Work request 1:
Answer these from the Office 365 article:
(a) How many professionals are on Kelly's team?
(b) In what year was Kelly's business started?
(c) About how much does the on-premise server cost Kelly each month?
Work request 2:
From the Office 365 article, output everything from "Kelly is the" down to "about $400 a month." word for word.

Exercise text:
Office 365 Small Business – Are you managing for change?

Microsoft office 365 small business is a game changing platform for most community minded small businesses. However, getting the most out of this powerful cloud software platform requires much more than signing up a subscription.
Micrsofot Office 365 small business requires more than a subscription

Migrating to Microsoft Office 365 small business is not as simple as just signing up and logging in. If you want your business to continue operating, you need to manage more than your subscription. 

Kelly is the owner of a local accounting firm. She has a small team of five professionals and two support staff. Kelly is not very IT savvy and relies on her local IT support provider to provide guidance and advice.  

Kelly’s business was started in 2008 and her original IT provider set her up with an on-premise server. ‘That’s the black box in the storeroom with all the blue cables in it’, she refers. Kelly does not know much about this box other than that’s what makes her computers and printer work. It costs her about $400 a month.  

A couple of years ago, Kelly signed up for Microsoft Office 365 small business. She wanted to use the new versions of Microsoft Word and Excel. The new Office 365 subscriptions seems a less expensive way to buy the software licence. Since the lockdowns of the COVID19 pandemic, Kelly and her team started using Microsoft Teams a lot more. She asked her computer support company to help her use these new systems, but nothing seems to have happened.

Records excerpted from a collection:
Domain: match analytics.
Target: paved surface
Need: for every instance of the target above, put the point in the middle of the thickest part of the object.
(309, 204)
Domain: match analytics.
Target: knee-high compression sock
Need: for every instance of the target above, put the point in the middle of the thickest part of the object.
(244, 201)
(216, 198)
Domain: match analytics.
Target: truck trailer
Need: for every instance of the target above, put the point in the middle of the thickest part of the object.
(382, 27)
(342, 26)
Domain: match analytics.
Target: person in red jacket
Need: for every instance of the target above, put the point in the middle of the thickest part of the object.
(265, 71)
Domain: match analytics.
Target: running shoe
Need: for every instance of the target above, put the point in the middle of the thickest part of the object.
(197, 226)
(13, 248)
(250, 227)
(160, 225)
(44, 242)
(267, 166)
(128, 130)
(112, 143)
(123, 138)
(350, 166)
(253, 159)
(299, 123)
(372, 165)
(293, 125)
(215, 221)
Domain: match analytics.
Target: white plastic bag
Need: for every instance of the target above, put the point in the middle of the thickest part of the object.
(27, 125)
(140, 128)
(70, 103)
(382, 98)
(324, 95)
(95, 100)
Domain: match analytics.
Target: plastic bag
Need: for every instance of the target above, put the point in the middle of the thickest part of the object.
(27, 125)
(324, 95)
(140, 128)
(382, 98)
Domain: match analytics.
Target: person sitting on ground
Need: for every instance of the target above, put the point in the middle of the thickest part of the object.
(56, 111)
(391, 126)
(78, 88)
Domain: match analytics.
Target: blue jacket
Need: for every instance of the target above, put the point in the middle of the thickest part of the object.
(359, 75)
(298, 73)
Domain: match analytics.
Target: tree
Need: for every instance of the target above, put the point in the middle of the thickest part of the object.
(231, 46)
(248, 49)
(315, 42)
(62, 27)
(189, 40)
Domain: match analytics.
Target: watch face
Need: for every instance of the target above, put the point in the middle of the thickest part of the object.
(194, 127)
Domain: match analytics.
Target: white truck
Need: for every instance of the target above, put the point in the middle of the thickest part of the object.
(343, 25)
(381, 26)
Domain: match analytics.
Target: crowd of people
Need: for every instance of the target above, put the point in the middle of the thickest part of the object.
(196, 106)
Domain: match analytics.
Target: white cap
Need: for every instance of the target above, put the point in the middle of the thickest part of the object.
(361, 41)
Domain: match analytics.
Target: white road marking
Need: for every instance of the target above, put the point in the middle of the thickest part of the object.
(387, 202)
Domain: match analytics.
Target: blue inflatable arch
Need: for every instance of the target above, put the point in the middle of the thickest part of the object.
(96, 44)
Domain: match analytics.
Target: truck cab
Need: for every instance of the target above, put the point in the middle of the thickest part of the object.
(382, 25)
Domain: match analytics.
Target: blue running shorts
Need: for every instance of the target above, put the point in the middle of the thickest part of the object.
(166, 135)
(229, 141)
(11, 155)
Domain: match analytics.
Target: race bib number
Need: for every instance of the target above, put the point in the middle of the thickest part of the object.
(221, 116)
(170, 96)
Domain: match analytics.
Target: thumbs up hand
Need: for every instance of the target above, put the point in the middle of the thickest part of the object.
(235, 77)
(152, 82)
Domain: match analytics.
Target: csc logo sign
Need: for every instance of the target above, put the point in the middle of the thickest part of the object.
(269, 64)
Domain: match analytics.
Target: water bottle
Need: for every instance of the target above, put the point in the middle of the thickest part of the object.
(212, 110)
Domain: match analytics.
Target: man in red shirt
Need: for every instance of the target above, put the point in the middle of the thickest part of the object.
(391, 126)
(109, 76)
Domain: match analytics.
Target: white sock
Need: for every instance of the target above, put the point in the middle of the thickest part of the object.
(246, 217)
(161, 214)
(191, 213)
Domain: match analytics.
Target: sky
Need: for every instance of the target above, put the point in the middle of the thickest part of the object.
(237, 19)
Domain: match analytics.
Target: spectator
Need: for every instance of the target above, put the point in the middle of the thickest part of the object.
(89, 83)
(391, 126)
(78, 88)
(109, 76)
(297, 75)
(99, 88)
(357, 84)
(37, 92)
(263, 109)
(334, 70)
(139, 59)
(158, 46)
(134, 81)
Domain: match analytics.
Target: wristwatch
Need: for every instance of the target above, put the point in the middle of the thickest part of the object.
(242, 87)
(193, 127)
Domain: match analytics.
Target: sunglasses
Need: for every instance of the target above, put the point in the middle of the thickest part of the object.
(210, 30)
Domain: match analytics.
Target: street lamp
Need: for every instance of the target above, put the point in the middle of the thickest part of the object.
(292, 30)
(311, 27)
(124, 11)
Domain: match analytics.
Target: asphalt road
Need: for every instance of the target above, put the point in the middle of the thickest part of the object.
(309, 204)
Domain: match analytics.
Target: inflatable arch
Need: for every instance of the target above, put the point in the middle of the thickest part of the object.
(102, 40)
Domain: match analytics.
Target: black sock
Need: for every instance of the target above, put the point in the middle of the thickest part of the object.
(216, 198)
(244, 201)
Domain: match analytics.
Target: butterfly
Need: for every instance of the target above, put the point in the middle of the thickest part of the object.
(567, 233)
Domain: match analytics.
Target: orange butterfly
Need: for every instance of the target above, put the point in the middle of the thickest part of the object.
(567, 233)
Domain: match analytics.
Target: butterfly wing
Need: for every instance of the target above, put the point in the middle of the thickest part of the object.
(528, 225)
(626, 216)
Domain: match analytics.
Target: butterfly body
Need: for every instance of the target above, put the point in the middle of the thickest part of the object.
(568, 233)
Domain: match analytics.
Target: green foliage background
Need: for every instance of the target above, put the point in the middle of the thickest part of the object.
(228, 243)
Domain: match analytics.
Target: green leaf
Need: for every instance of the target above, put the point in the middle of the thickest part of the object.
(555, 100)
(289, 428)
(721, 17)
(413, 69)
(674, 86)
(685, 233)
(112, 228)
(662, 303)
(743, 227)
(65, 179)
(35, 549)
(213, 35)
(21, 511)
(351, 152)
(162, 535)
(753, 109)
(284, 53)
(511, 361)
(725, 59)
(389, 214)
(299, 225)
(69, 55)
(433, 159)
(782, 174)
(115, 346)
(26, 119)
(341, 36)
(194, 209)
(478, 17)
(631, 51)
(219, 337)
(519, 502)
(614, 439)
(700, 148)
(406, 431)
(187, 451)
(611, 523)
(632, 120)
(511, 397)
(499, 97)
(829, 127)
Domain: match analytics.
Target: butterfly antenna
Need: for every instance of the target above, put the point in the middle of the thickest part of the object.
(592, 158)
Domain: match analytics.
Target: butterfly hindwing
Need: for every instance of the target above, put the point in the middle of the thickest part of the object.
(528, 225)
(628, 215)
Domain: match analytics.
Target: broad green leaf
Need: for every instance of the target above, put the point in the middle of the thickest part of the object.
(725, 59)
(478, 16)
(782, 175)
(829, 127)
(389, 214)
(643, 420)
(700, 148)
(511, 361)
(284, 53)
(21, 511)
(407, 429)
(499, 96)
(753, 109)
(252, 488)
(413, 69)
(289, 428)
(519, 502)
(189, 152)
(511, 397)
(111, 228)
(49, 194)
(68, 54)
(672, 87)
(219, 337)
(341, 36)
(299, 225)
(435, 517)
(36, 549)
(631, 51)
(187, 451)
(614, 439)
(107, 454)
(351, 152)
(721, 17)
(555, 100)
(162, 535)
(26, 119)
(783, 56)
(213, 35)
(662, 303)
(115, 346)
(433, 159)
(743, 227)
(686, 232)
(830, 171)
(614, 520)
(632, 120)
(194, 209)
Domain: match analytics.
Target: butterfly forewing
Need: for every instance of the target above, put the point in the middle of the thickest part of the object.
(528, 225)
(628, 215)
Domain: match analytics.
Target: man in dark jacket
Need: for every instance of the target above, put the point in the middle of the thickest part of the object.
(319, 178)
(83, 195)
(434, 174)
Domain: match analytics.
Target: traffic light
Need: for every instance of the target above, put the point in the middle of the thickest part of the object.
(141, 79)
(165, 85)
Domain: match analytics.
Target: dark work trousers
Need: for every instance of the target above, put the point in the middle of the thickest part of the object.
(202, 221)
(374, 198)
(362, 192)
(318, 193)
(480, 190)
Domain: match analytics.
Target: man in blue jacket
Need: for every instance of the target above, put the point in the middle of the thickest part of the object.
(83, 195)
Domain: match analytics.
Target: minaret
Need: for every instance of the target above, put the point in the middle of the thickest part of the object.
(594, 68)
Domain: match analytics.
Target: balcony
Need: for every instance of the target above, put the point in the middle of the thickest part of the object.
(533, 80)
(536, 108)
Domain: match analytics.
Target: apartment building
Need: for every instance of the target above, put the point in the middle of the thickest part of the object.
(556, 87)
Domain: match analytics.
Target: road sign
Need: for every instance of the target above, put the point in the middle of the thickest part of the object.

Reply 1:
(a) Five
(b) 2008
(c) About $400 a month

Reply 2:
Kelly is the owner of a local accounting firm. She has a small team of five professionals and two support staff. Kelly is not very IT savvy and relies on her local IT support provider to provide guidance and advice.  

Kelly’s business was started in 2008 and her original IT provider set her up with an on-premise server. ‘That’s the black box in the storeroom with all the blue cables in it’, she refers. Kelly does not know much about this box other than that’s what makes her computers and printer work. It costs her about $400 a month.